TASK REQUIREMENTS -
Give back exactly the lines spanning from the one containing "Target: white building" to the final line of the records below, and no others.

EXERCISE INPUT -

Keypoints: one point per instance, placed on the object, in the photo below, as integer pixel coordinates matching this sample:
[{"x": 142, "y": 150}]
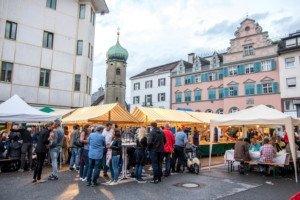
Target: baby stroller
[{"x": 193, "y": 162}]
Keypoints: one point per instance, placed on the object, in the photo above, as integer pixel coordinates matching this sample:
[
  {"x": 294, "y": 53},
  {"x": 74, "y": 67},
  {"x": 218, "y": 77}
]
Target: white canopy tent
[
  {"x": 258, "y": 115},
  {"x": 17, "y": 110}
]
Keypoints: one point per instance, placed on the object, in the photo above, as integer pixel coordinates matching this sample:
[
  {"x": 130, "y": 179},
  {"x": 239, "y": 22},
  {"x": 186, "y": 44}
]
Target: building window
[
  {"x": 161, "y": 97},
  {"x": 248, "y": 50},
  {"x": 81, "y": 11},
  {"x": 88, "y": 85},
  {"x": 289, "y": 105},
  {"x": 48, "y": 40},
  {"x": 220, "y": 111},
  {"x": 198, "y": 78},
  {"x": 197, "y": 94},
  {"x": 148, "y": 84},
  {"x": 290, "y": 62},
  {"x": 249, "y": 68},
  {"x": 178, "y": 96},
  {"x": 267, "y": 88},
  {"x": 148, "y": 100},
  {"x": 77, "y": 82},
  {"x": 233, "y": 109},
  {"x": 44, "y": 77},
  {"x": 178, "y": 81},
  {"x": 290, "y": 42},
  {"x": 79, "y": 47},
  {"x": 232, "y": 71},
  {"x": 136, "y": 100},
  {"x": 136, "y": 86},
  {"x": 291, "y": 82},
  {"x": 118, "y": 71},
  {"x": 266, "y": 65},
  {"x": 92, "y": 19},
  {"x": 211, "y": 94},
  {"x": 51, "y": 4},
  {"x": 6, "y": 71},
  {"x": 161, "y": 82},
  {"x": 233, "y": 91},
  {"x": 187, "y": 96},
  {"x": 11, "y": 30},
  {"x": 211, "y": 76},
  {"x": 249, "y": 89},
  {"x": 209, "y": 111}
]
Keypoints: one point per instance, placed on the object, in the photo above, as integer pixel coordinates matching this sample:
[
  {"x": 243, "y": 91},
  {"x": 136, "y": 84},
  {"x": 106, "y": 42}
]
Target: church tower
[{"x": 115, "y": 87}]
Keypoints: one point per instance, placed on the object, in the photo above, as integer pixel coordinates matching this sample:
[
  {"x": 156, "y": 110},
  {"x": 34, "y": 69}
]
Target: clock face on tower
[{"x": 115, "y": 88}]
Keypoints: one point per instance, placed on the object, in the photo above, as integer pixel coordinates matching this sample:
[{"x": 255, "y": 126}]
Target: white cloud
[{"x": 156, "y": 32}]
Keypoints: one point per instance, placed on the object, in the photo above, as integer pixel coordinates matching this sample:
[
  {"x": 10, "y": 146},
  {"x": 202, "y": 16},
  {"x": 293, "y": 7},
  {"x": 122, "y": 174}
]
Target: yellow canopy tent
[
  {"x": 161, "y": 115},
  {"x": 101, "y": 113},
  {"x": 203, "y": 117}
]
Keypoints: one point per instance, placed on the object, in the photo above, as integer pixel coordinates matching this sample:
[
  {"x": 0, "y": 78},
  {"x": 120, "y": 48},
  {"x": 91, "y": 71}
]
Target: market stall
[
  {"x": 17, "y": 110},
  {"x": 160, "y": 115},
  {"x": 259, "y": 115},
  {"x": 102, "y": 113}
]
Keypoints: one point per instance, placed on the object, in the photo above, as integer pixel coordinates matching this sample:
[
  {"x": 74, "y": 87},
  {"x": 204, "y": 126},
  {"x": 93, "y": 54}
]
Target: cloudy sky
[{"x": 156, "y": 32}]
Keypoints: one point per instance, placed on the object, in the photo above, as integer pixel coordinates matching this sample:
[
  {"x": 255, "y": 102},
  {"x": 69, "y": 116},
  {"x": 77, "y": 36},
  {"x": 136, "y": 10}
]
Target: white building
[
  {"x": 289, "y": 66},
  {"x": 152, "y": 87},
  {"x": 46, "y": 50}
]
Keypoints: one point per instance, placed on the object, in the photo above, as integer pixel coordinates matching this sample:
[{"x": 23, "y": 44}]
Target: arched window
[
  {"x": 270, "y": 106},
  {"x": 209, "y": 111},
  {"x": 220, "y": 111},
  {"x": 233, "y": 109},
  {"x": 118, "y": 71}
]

WRITTEN RESPONSE -
Target: white building
[
  {"x": 289, "y": 66},
  {"x": 152, "y": 87},
  {"x": 46, "y": 50}
]
Keypoints: one point per instance, placed on the object, in the photo above, as integer pixel coordinates matching this sample:
[{"x": 23, "y": 44}]
Target: arched window
[
  {"x": 270, "y": 106},
  {"x": 209, "y": 111},
  {"x": 220, "y": 111},
  {"x": 233, "y": 109},
  {"x": 118, "y": 71}
]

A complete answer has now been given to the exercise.